====== Passage

2. Anti-Money Laundering Guidelines

The purpose of prescribing Anti-Money Laundering Guidelines is to prevent the system of Authorised Money Changers (AMCs) engaged in the purchase and / or sale of foreign currency notes/Travelers cheques from being used for money laundering. Therefore, Anti-Money Laundering (AML) measures should include

a. Identification of Customer according to "Know Your Customer" norms,

b. Recognition, handling and disclosure of suspicious transactions,

c. Appointment of Money Laundering Reporting Officer (MLRO),

d. Staff Training,

e. Maintenance of records,

f. Audit of transactions.

The following paragraphs contain broad guidelines to enable AMCs to formulate and put in place a proper policy framework for AML measures.

3. Know Your Customer (KYC) – Identification of Customers

All transactions should be undertaken only after proper identification of the customer. Photocopies of proof of identification should invariably be retained by the AMC after verifying the document in original. Full details of name and address as well as the details of the identity document provided should also be kept on record. If a transaction is being undertaken on behalf of another person, identification evidence of all the persons concerned should be obtained and kept on record.

4. Purchase of Foreign Exchange

a) For encashment of foreign currency notes and/or Travelers Cheques upto USD 500 or its equivalent, production of passport need not be insisted upon and any other suitable document of identification like ration card, driving licence etc. can also be accepted.

============
====== Data entries

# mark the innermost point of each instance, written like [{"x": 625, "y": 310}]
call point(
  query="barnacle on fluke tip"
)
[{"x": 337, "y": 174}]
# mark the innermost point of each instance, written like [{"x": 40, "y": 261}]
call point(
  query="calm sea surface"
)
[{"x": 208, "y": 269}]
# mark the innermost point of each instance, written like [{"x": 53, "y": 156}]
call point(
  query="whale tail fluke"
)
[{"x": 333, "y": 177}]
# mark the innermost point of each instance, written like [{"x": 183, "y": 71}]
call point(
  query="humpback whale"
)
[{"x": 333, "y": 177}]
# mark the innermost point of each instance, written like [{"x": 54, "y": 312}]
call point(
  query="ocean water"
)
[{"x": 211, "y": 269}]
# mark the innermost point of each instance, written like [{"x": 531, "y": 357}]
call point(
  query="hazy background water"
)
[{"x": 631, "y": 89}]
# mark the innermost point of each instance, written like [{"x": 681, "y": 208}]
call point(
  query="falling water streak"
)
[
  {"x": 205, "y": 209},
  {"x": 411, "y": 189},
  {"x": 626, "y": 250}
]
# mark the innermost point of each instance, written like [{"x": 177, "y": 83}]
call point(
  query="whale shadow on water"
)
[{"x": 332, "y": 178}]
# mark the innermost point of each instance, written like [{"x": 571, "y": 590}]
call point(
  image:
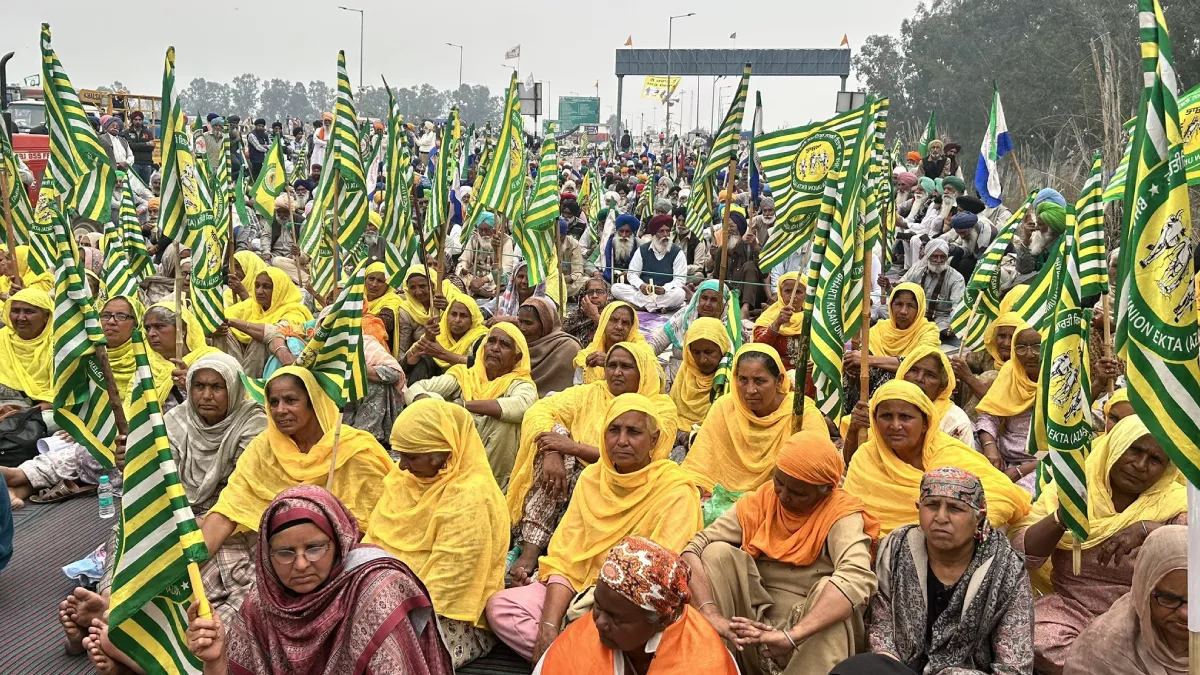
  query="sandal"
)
[{"x": 63, "y": 491}]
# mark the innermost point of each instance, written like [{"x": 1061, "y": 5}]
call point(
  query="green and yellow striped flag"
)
[
  {"x": 797, "y": 165},
  {"x": 400, "y": 239},
  {"x": 208, "y": 280},
  {"x": 534, "y": 233},
  {"x": 157, "y": 539},
  {"x": 78, "y": 171},
  {"x": 502, "y": 190},
  {"x": 82, "y": 406},
  {"x": 729, "y": 136},
  {"x": 117, "y": 275},
  {"x": 271, "y": 180},
  {"x": 1157, "y": 312},
  {"x": 1093, "y": 266},
  {"x": 334, "y": 354},
  {"x": 186, "y": 203}
]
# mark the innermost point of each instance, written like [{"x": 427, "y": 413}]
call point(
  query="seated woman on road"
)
[
  {"x": 618, "y": 323},
  {"x": 703, "y": 347},
  {"x": 928, "y": 368},
  {"x": 1131, "y": 493},
  {"x": 954, "y": 596},
  {"x": 323, "y": 603},
  {"x": 627, "y": 491},
  {"x": 1146, "y": 629},
  {"x": 640, "y": 622},
  {"x": 274, "y": 299},
  {"x": 780, "y": 324},
  {"x": 739, "y": 442},
  {"x": 706, "y": 302},
  {"x": 443, "y": 515},
  {"x": 497, "y": 390},
  {"x": 1006, "y": 413},
  {"x": 562, "y": 435},
  {"x": 903, "y": 443},
  {"x": 891, "y": 341},
  {"x": 294, "y": 449},
  {"x": 785, "y": 575},
  {"x": 551, "y": 350}
]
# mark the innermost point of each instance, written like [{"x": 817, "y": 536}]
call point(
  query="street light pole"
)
[
  {"x": 670, "y": 37},
  {"x": 460, "y": 61},
  {"x": 361, "y": 31}
]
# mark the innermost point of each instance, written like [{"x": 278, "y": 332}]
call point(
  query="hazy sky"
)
[{"x": 564, "y": 49}]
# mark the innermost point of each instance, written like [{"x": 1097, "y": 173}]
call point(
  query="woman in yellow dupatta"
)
[
  {"x": 591, "y": 359},
  {"x": 1132, "y": 490},
  {"x": 738, "y": 443},
  {"x": 631, "y": 490},
  {"x": 384, "y": 303},
  {"x": 27, "y": 345},
  {"x": 443, "y": 515},
  {"x": 904, "y": 443},
  {"x": 705, "y": 345}
]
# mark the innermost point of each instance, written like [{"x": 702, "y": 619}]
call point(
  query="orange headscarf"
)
[{"x": 771, "y": 530}]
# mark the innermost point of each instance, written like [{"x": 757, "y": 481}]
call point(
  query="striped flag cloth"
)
[
  {"x": 729, "y": 135},
  {"x": 78, "y": 171},
  {"x": 503, "y": 183},
  {"x": 334, "y": 354},
  {"x": 534, "y": 233},
  {"x": 157, "y": 539},
  {"x": 1157, "y": 312},
  {"x": 82, "y": 406},
  {"x": 797, "y": 162},
  {"x": 273, "y": 178},
  {"x": 117, "y": 276},
  {"x": 186, "y": 203},
  {"x": 996, "y": 143},
  {"x": 1093, "y": 266},
  {"x": 400, "y": 239}
]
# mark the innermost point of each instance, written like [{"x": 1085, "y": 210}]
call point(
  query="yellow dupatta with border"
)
[
  {"x": 891, "y": 488},
  {"x": 888, "y": 340},
  {"x": 273, "y": 463},
  {"x": 28, "y": 365},
  {"x": 453, "y": 529}
]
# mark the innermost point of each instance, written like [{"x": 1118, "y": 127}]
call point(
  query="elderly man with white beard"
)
[{"x": 658, "y": 272}]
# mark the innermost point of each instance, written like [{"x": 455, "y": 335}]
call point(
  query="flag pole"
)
[{"x": 726, "y": 222}]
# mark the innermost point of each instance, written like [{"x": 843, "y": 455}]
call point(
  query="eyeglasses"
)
[
  {"x": 1168, "y": 601},
  {"x": 312, "y": 554}
]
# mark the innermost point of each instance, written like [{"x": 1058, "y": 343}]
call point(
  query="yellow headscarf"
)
[
  {"x": 795, "y": 324},
  {"x": 691, "y": 390},
  {"x": 888, "y": 340},
  {"x": 473, "y": 381},
  {"x": 942, "y": 404},
  {"x": 287, "y": 304},
  {"x": 1007, "y": 320},
  {"x": 736, "y": 448},
  {"x": 1013, "y": 392},
  {"x": 251, "y": 264},
  {"x": 891, "y": 488},
  {"x": 273, "y": 463},
  {"x": 28, "y": 365},
  {"x": 597, "y": 345},
  {"x": 475, "y": 332},
  {"x": 575, "y": 408},
  {"x": 658, "y": 502},
  {"x": 451, "y": 530}
]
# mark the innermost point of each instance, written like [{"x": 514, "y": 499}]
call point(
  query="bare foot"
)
[
  {"x": 69, "y": 617},
  {"x": 89, "y": 605}
]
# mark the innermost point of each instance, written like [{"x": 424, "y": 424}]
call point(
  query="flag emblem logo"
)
[{"x": 819, "y": 155}]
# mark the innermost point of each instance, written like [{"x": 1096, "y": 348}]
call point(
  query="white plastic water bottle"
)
[{"x": 106, "y": 499}]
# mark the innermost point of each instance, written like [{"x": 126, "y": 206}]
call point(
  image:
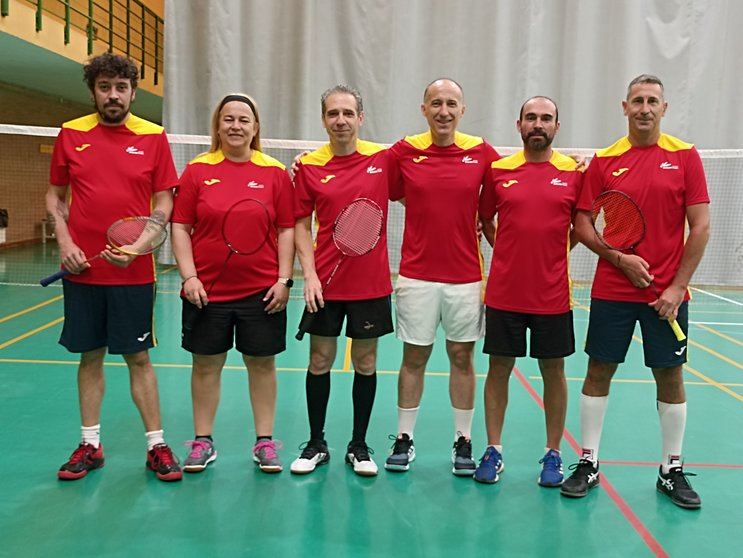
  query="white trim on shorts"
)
[{"x": 421, "y": 305}]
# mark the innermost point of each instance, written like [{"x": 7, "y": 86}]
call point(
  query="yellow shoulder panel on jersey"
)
[
  {"x": 464, "y": 141},
  {"x": 208, "y": 158},
  {"x": 142, "y": 127},
  {"x": 319, "y": 157},
  {"x": 420, "y": 141},
  {"x": 82, "y": 124},
  {"x": 562, "y": 162},
  {"x": 368, "y": 148},
  {"x": 262, "y": 160},
  {"x": 670, "y": 143},
  {"x": 621, "y": 146},
  {"x": 511, "y": 162}
]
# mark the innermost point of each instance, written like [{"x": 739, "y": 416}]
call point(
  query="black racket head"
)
[
  {"x": 246, "y": 226},
  {"x": 358, "y": 227},
  {"x": 617, "y": 220},
  {"x": 136, "y": 236}
]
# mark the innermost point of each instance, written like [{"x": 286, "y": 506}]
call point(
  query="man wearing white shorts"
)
[{"x": 440, "y": 281}]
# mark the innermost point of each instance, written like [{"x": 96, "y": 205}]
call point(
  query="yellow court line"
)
[
  {"x": 347, "y": 356},
  {"x": 27, "y": 310},
  {"x": 30, "y": 333}
]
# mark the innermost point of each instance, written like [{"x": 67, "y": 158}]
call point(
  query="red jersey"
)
[
  {"x": 535, "y": 203},
  {"x": 326, "y": 183},
  {"x": 663, "y": 179},
  {"x": 209, "y": 186},
  {"x": 112, "y": 172},
  {"x": 441, "y": 187}
]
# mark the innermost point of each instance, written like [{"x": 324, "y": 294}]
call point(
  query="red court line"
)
[
  {"x": 627, "y": 512},
  {"x": 693, "y": 465}
]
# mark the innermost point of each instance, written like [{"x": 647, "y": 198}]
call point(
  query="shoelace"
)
[
  {"x": 269, "y": 448},
  {"x": 679, "y": 478},
  {"x": 402, "y": 444},
  {"x": 197, "y": 448},
  {"x": 81, "y": 453},
  {"x": 163, "y": 455},
  {"x": 361, "y": 452}
]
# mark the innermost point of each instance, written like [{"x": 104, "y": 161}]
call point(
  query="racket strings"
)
[
  {"x": 358, "y": 228},
  {"x": 141, "y": 234},
  {"x": 246, "y": 227},
  {"x": 618, "y": 221}
]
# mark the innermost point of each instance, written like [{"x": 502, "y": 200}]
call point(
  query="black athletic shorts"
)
[
  {"x": 119, "y": 317},
  {"x": 365, "y": 319},
  {"x": 552, "y": 335},
  {"x": 242, "y": 323}
]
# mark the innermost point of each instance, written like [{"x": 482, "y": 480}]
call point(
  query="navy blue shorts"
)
[
  {"x": 365, "y": 319},
  {"x": 242, "y": 323},
  {"x": 612, "y": 324},
  {"x": 119, "y": 317},
  {"x": 552, "y": 335}
]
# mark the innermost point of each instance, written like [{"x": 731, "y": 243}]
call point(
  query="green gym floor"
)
[{"x": 232, "y": 509}]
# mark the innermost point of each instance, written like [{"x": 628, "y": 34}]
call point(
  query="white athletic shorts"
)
[{"x": 421, "y": 305}]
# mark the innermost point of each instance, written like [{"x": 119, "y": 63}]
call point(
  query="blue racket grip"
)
[{"x": 46, "y": 281}]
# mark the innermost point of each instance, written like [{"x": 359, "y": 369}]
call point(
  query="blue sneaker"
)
[
  {"x": 490, "y": 465},
  {"x": 551, "y": 474}
]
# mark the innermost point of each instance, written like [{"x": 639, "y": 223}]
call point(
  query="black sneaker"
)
[
  {"x": 357, "y": 455},
  {"x": 676, "y": 486},
  {"x": 584, "y": 477},
  {"x": 461, "y": 457},
  {"x": 314, "y": 453},
  {"x": 403, "y": 453}
]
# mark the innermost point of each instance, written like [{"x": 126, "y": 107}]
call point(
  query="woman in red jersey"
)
[{"x": 226, "y": 296}]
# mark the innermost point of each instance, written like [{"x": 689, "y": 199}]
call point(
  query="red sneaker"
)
[
  {"x": 85, "y": 458},
  {"x": 161, "y": 460}
]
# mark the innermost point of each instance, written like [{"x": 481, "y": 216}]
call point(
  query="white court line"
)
[{"x": 717, "y": 296}]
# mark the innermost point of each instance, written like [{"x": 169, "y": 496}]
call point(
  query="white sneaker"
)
[
  {"x": 357, "y": 455},
  {"x": 315, "y": 453}
]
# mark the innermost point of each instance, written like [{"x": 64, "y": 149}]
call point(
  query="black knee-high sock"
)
[
  {"x": 364, "y": 390},
  {"x": 317, "y": 387}
]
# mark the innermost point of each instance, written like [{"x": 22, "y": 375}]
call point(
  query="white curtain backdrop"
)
[{"x": 582, "y": 53}]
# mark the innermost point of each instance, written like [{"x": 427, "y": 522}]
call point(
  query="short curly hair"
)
[{"x": 110, "y": 65}]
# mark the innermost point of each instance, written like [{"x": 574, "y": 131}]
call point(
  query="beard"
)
[
  {"x": 113, "y": 118},
  {"x": 537, "y": 141}
]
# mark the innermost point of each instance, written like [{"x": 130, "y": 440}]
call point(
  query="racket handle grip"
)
[
  {"x": 305, "y": 324},
  {"x": 677, "y": 331},
  {"x": 46, "y": 281}
]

============

__Exercise tasks__.
(a) Name every measure that the anti-money laundering guidelines say AML measures should include.
(b) Locate each line in the entries that contains the word "racket", and copy those lines.

__Results in order__.
(a)
- Identification of Customer according to "Know Your Customer" norms
- Recognition, handling and disclosure of suspicious transactions
- Appointment of Money Laundering Reporting Officer (MLRO)
- Staff Training
- Maintenance of records
- Audit of transactions

(b)
  query="black racket head"
  query="racket strings"
  query="blue racket grip"
  query="racket handle grip"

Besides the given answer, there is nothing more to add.